▸ WORK TO COMPLETE:
All that is wanted is the span of lines from the one with "of the dark-haired" to the last line of the data, copied exactly.

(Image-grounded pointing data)
● ● ● ● ●
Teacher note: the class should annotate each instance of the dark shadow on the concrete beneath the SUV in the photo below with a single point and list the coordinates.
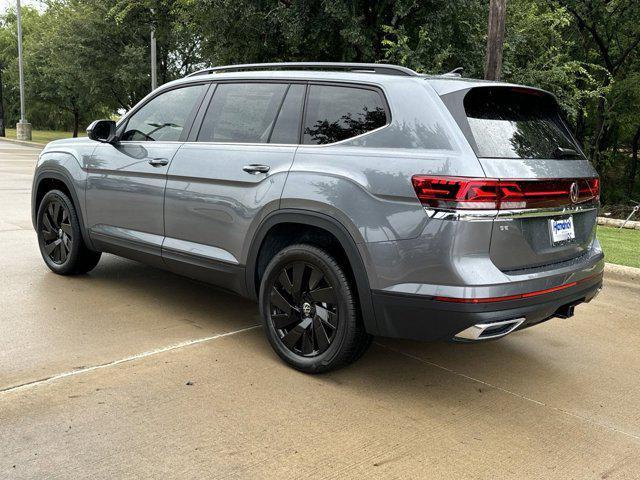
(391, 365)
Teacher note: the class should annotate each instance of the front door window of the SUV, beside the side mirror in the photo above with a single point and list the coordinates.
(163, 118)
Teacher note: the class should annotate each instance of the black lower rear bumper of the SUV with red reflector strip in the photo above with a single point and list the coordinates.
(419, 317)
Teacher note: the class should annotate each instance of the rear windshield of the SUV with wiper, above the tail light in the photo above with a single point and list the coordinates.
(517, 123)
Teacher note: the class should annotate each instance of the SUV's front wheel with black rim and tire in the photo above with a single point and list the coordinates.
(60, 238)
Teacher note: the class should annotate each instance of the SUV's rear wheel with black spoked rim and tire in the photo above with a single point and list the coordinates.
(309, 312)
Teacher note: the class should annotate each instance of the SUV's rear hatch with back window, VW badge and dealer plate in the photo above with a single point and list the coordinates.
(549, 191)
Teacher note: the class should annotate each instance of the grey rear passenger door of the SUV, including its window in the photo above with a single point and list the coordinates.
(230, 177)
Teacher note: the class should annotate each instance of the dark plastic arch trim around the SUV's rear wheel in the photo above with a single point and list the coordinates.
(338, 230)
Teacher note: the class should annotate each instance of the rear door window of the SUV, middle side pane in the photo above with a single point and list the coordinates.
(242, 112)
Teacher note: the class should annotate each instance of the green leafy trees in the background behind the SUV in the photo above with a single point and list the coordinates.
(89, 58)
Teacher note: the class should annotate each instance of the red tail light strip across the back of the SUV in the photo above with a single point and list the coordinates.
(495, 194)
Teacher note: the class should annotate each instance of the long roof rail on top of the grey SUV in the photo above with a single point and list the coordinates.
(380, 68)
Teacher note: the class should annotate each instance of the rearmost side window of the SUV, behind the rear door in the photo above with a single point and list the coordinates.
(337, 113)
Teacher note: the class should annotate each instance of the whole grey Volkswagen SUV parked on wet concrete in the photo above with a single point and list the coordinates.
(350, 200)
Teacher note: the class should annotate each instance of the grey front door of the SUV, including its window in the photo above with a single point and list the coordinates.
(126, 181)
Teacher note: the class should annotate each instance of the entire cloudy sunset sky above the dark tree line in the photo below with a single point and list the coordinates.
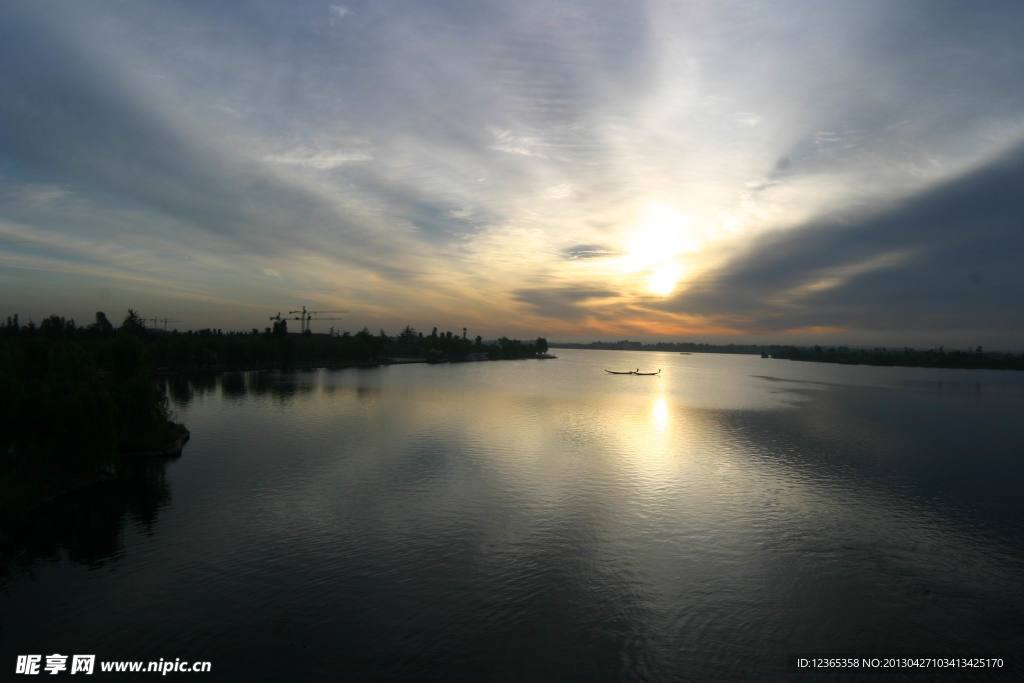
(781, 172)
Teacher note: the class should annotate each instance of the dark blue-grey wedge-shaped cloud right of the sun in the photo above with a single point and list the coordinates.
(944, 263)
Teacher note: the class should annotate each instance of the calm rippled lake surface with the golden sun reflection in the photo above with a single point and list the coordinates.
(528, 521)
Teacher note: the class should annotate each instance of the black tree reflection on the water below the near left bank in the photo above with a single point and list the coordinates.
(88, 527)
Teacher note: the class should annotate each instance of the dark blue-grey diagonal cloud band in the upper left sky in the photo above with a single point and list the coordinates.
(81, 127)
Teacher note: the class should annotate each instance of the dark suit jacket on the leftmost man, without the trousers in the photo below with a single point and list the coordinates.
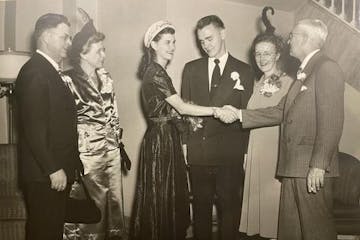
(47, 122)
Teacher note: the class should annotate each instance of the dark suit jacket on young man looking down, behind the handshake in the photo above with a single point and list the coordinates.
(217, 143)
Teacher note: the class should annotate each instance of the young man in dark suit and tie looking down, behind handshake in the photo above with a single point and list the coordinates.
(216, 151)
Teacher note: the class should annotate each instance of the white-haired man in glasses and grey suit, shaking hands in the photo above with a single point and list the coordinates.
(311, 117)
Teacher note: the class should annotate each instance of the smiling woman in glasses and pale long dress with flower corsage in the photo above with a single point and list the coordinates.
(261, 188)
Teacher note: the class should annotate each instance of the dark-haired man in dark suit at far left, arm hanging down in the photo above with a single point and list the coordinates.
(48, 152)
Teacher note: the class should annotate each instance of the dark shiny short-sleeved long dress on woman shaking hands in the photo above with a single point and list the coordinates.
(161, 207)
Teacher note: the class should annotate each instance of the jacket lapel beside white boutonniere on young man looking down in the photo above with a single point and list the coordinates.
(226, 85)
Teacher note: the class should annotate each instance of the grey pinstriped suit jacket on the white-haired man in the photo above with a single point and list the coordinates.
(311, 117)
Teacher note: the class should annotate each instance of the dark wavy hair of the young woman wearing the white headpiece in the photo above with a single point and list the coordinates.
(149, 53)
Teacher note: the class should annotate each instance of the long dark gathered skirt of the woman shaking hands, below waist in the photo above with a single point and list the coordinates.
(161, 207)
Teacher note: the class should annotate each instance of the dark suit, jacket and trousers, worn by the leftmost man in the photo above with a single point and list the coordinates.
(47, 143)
● ● ● ● ●
▸ WRITTEN RESPONSE:
Teacher note: the class should annotate each instance of the dark-haired man in dark suit at far left, arm hanging down in the photo above with a single point and list the coordinates.
(48, 152)
Teacher note: the class should annotate each instance of the dark shiny short-sleeved long dress on woman shaking hands in the photo above with a single point and list the coordinates.
(161, 207)
Teacher note: the class should annotate each instance of the jacket lapel beside white boutonniere on young man looking down in the photo above with a single point and list the coordinates.
(226, 85)
Teacher note: the class should annotate each instance of the grey pinstriped suit jacket on the white-haired man in the photo above with a single point and list the coordinates.
(311, 117)
Teacher note: the class should annotate each instance of the dark wavy hair of the young woman wearing the white headpiece in the photo above with a single point and list the coordinates.
(149, 53)
Teacher note: the class should annotate each instance of the long dark gathered skirt of the woman shaking hands, below waist in the photo above with a single point and list the coordinates.
(161, 207)
Teacher note: the class should annotate each instance of the dark suit, jacket and trousers, worn by the leftmost man in the photo above with a single point and list the coordinates.
(47, 143)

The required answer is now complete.